- TASK REQUIREMENTS -
How many lines in the listing below contain the string "negative"? Reply with the number alone.

Extracted records
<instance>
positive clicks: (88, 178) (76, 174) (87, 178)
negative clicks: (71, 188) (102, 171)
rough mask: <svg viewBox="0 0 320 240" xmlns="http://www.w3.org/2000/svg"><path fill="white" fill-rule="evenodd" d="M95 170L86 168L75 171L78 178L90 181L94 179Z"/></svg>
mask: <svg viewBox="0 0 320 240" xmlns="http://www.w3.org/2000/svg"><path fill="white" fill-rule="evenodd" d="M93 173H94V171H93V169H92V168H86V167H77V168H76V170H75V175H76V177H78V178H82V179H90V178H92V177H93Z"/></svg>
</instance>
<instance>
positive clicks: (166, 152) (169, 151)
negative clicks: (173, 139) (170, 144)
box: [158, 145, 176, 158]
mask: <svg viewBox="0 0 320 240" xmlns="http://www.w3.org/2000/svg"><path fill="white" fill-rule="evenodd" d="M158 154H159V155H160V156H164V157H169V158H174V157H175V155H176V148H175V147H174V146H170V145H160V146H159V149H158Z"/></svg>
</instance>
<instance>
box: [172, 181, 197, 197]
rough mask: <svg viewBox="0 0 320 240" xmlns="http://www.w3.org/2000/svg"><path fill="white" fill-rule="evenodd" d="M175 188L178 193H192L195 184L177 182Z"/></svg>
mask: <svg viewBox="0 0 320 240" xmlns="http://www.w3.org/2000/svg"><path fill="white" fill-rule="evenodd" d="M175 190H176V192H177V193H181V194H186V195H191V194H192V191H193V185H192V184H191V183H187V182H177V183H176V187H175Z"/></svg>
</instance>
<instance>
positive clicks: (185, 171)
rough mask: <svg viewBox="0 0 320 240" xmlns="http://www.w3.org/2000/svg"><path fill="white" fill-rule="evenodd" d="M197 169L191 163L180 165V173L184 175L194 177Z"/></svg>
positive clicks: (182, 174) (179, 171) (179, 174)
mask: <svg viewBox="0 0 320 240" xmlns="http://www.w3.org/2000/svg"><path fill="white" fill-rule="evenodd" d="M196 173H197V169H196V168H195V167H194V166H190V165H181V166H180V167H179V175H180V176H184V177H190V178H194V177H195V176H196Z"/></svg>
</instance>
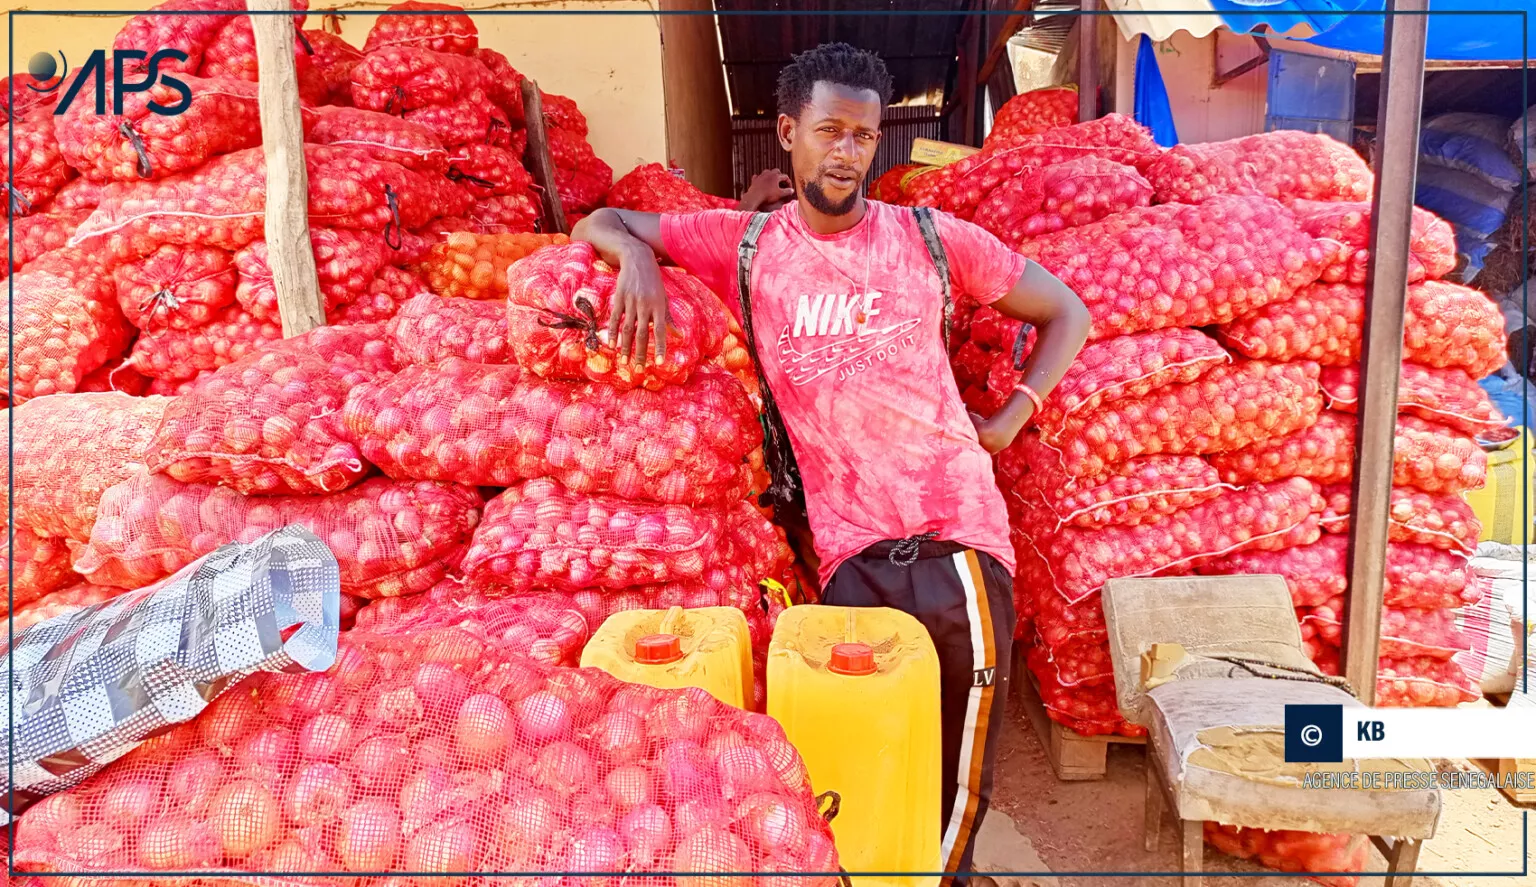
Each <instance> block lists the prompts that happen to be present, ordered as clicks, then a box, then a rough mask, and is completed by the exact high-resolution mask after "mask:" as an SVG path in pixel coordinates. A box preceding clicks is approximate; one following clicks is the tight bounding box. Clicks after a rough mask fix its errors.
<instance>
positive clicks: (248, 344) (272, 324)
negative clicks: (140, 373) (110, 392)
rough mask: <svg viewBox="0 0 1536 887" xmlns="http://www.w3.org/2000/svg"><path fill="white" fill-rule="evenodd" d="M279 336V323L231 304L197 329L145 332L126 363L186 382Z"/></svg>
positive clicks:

- ANSWER BELOW -
3